- [Objetivo 1]:
¿Cuál es el signo de la Alianza de Noé según la reflexión dominical sobre la Alianza de la vida?
- [Objetivo 2]:
Escribe la continuación de la reflexión dominical sobre la Alianza de la vida en la Pasión de Cristo a partir de su última oración.

- [Fragmento del documento]:
OPINIONPRIMERA PLANA

Reflexión dominical. La Alianza de la vida en la Pasión de Cristo

Por JOSÉ CERVANTES
Domingo, 18 feb. 2024

El camino hacia la Pascua

La cuaresma es el camino hacia la Pascua, es decir, hacia la renovación de la fe cristiana y hacia la regeneración de la vida en la convicción de que Jesús, el crucificado y resucitado, es el Señor. Es la renovación del bautismo, como experiencia de un Dios que decidió salvar definitivamente a los hombres. Dios empezó a realizar esta salvación librando a Noé del diluvio y estableciendo ya una primera Alianza de vida con la humanidad (Gn 9,8-15). Aquello era figura de las aguas del bautismo que nos está salvando por medio de la resurrección de Cristo, bautismo que también nos compromete con Dios tras la purificación y transformación de nuestra conciencia. Pero este acceso a Dios ha sido posible gracias a Cristo, que sufrió su pasión de una vez para siempre, el justo por los injustos, para conducirnos a Dios, pues mientras él sufría la muerte como víctima humana, recibía la vida por la acción del Espíritu (Cf. 1Pe 3,18-22). En la Pascua, el Señor, tras enfrentarse y vencer a Satanás, a la tentación y al mal de este mundo, nos libera del dominio del maligno, del pecado y de la muerte y sella para siempre la nueva y definitiva Alianza de vida con Dios.

La Primera Alianza, preludio de la definitiva en Cristo

Las diversas Alianzas antiguas, con Noé, Abrahám y Moisés marcan la sucesión de las épocas del mundo en su relación con Dios. Pero la Alianza de Noé (Gen 9,8-15) no se establece sólo con un individuo o con un pueblo sino con todos los seres vivientes y, además, es una alianza unilateral, pues para nada depende del actuar humano, al igual que su signo, el arco iris, sino que depende solo de Dios. La de Noé, tras el diluvio, fue ya una primera Alianza de vida con la humanidad. Por eso es anticipo de la Nueva Alianza, realizada irreversiblemente por Cristo en su Muerte y Resurrección, que obtuvo el perdón del pecado del mundo para toda la humanidad y quiere que todos los hombres se salven. La segunda lectura (1 Pe 3,18-22) es como un himno de la fe cristiana que presenta a Cristo, manifestado al final de los tiempos, llevado a la muerte por el hombre, vivificado por el Espíritu, evangelizador solidario de todos los hombres de la historia, exaltado al cielo y Señor de todo, potencias y dominaciones.

- [Información mostrada]:

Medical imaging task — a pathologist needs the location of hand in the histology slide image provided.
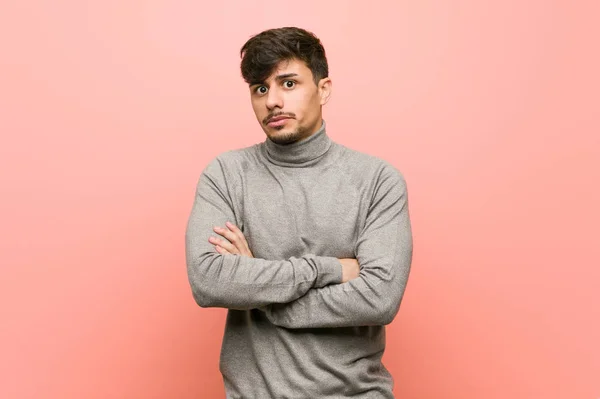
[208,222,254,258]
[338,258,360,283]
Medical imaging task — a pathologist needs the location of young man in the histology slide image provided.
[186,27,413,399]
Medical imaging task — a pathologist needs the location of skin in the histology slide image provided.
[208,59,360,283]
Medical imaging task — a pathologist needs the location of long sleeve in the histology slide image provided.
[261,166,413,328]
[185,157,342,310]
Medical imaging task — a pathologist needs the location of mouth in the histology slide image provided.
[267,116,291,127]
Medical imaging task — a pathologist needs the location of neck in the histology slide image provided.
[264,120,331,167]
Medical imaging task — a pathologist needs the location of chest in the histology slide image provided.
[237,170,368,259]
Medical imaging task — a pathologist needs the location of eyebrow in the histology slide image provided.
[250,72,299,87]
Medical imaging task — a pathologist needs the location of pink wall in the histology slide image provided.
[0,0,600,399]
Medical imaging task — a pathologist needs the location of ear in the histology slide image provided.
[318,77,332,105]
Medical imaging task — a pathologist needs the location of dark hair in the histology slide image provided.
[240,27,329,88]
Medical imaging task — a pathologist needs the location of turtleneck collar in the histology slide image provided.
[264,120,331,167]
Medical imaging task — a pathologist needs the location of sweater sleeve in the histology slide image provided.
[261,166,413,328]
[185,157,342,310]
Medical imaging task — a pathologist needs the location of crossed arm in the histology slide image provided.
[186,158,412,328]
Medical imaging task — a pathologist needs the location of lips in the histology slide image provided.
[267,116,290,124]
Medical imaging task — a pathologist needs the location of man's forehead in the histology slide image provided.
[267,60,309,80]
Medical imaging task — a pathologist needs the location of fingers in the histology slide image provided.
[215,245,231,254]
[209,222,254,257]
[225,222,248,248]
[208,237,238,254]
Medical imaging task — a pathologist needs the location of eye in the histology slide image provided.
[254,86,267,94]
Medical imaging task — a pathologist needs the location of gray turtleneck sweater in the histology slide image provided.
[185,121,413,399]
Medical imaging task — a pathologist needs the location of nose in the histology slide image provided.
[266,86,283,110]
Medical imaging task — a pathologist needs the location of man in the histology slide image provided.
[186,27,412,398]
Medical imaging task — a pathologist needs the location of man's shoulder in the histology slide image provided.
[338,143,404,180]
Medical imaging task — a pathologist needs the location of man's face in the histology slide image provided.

- [Respuesta 1]:
El arco iris.

- [Respuesta 2]:
Jesús experimentó la tentación

En el camino cuaresmal, el Evangelio presenta primero a Jesús en su confrontación directa con el mal de este mundo, cuya representación personificada es Satanás. Experimentar la tentación es un hecho de la vida humana por el que Jesús también pasó. En el ámbito religioso la gran tentación consiste en servirse de Dios en vez de servir a Dios. Y esa tentación se presenta de muchas maneras. En Marcos sólo se constata el hecho de que Jesús experimentó la tentación (Mc 1,13). La tentación a la que Jesús es sometido manifiesta las tentaciones reales de la vida de una persona extraordinaria. El diablo es la imagen del adversario por antonomasia del plan de Dios sobre la humanidad. Lo que está en juego en la confrontación de Jesús con Satanás es el concepto de Dios, la comprensión de la misión que Jesús asume como Mesías y, en definitiva, la concepción de la religión.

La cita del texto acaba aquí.